● **SHORT EXERCISE**:
Could you format every line of the entries below as a Markdown table with the columns No. and Text, numbering the rows and omitting blank lines?

** BEGIN EXTRACTED MATERIAL **

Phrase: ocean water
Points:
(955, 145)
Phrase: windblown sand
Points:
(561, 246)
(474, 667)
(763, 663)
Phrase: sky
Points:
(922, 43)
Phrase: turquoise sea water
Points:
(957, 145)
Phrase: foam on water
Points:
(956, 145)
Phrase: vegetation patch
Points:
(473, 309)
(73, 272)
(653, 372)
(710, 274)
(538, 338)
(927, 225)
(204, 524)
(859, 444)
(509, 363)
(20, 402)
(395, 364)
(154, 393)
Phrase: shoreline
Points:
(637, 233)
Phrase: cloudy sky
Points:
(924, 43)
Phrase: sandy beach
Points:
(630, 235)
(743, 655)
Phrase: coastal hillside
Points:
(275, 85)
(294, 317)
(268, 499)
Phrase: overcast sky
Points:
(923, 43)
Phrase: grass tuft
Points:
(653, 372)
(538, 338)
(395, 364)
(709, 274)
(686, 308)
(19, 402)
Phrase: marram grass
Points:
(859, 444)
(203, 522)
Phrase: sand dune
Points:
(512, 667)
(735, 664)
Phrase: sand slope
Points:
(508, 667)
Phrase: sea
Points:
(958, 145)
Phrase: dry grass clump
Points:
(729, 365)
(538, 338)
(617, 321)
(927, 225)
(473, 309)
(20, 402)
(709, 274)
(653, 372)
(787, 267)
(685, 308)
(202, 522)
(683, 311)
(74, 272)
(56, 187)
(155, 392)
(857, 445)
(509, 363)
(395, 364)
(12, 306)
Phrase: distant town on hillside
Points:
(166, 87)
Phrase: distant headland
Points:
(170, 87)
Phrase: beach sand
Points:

** END EXTRACTED MATERIAL **

● **TASK ANSWER**:
| No. | Text |
|---|---|
| 1 | Phrase: ocean water |
| 2 | Points: |
| 3 | (955, 145) |
| 4 | Phrase: windblown sand |
| 5 | Points: |
| 6 | (561, 246) |
| 7 | (474, 667) |
| 8 | (763, 663) |
| 9 | Phrase: sky |
| 10 | Points: |
| 11 | (922, 43) |
| 12 | Phrase: turquoise sea water |
| 13 | Points: |
| 14 | (957, 145) |
| 15 | Phrase: foam on water |
| 16 | Points: |
| 17 | (956, 145) |
| 18 | Phrase: vegetation patch |
| 19 | Points: |
| 20 | (473, 309) |
| 21 | (73, 272) |
| 22 | (653, 372) |
| 23 | (710, 274) |
| 24 | (538, 338) |
| 25 | (927, 225) |
| 26 | (204, 524) |
| 27 | (859, 444) |
| 28 | (509, 363) |
| 29 | (20, 402) |
| 30 | (395, 364) |
| 31 | (154, 393) |
| 32 | Phrase: shoreline |
| 33 | Points: |
| 34 | (637, 233) |
| 35 | Phrase: cloudy sky |
| 36 | Points: |
| 37 | (924, 43) |
| 38 | Phrase: sandy beach |
| 39 | Points: |
| 40 | (630, 235) |
| 41 | (743, 655) |
| 42 | Phrase: coastal hillside |
| 43 | Points: |
| 44 | (275, 85) |
| 45 | (294, 317) |
| 46 | (268, 499) |
| 47 | Phrase: overcast sky |
| 48 | Points: |
| 49 | (923, 43) |
| 50 | Phrase: grass tuft |
| 51 | Points: |
| 52 | (653, 372) |
| 53 | (538, 338) |
| 54 | (395, 364) |
| 55 | (709, 274) |
| 56 | (686, 308) |
| 57 | (19, 402) |
| 58 | Phrase: marram grass |
| 59 | Points: |
| 60 | (859, 444) |
| 61 | (203, 522) |
| 62 | Phrase: sand dune |
| 63 | Points: |
| 64 | (512, 667) |
| 65 | (735, 664) |
| 66 | Phrase: sand slope |
| 67 | Points: |
| 68 | (508, 667) |
| 69 | Phrase: sea |
| 70 | Points: |
| 71 | (958, 145) |
| 72 | Phrase: dry grass clump |
| 73 | Points: |
| 74 | (729, 365) |
| 75 | (538, 338) |
| 76 | (617, 321) |
| 77 | (927, 225) |
| 78 | (473, 309) |
| 79 | (20, 402) |
| 80 | (709, 274) |
| 81 | (653, 372) |
| 82 | (787, 267) |
| 83 | (685, 308) |
| 84 | (202, 522) |
| 85 | (683, 311) |
| 86 | (74, 272) |
| 87 | (56, 187) |
| 88 | (155, 392) |
| 89 | (857, 445) |
| 90 | (509, 363) |
| 91 | (395, 364) |
| 92 | (12, 306) |
| 93 | Phrase: distant town on hillside |
| 94 | Points: |
| 95 | (166, 87) |
| 96 | Phrase: distant headland |
| 97 | Points: |
| 98 | (170, 87) |
| 99 | Phrase: beach sand |
| 100 | Points: |